• [EXTRAIT DE PAGE]

Lundi 23 janvier, mon fils, élève de seconde du lycée français de Tokyo a fait une sortie de classe organisée par le professeur principal, enseignant de mathématiques.
L'objectif : "Découvrir des métiers scientifiques et technologiques en relation avec l’énergie" par des visites d'usines. Deux sites sont au programme, Saint-Gobain et Mitsubishi, dans la région de Tokyo, sans plus d'information.
Quelques jours auparavant, je remplis l'autorisation de sortie en lui demandant quelles sont les productions de ces usines. Il me dit qu'il l'ignore mais que le prof a parlé d'une surprise. Saint Gobain, on peut un peu imaginer (il s'agira en fait d'une unité de production de matériaux isolants en fibre de verre) mais Mitsubishi, c'est un groupe énorme. J'imagine quelque chose en rapport avec les préoccupations actuelles, ce dont on parle au Japon, comme les méga-centrales solaires, ou bien la géothermie, ...
Le soir, à son retour, il m'annonce, très remonté : "Nous avons visité l'usine Mitsubishi de production de combustible nucléaire."
Quoi ! En plein accident nucléaire, la découverte des métiers scientifiques de l’énergie se limite à une usine de barres d'uranium ! J'en suis restée bouche bée.

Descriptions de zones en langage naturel
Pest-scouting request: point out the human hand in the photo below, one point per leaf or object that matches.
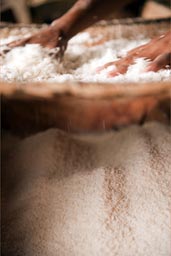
(158, 51)
(50, 37)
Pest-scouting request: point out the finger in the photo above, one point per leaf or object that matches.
(121, 69)
(160, 62)
(99, 69)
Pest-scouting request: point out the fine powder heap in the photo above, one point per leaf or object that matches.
(33, 63)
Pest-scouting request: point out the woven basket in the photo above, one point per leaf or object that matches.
(85, 107)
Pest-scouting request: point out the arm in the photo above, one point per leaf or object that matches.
(85, 13)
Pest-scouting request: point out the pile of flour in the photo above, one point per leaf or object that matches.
(32, 63)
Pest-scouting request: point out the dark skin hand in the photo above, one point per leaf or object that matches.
(83, 14)
(158, 51)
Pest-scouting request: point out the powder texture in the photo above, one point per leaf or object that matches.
(33, 63)
(106, 194)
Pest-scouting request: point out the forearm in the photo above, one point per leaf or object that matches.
(85, 13)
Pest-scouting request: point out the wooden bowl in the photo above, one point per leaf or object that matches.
(86, 107)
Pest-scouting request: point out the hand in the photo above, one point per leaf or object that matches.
(50, 37)
(158, 51)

• [CONSIGNES DE L'EXERCICE]
**1.** Réécrivez plus brièvement le paragraphe de l'extrait qui commence par « Quelques jours auparavant », en conservant ses faits principaux.
**2.** Répondez à ces questions à partir de l'extrait :
(a) Quel jour la sortie de classe a-t-elle eu lieu ?
(b) Quelle matière le professeur principal enseigne-t-il ?
(c) Quel type d'usine Mitsubishi les élèves ont-ils visité ?
Les données ci-dessus forment un matériel à part, sans lien avec l'extrait.

• [CORRIGÉ DE L'EXERCICE]
**1.** Quelques jours avant la sortie, en remplissant l'autorisation, je demande à mon fils ce que produisent les usines. Il l'ignore, mais le professeur a évoqué une surprise. Pour Saint-Gobain, on peut deviner (ce sera une unité de production d'isolants en fibre de verre). Mitsubishi, en revanche, est un groupe énorme. J'imagine un lien avec les préoccupations actuelles au Japon, comme les méga-centrales solaires ou la géothermie.

**2.**
(a) Le lundi 23 janvier.
(b) Les mathématiques.
(c) Une usine de production de combustible nucléaire.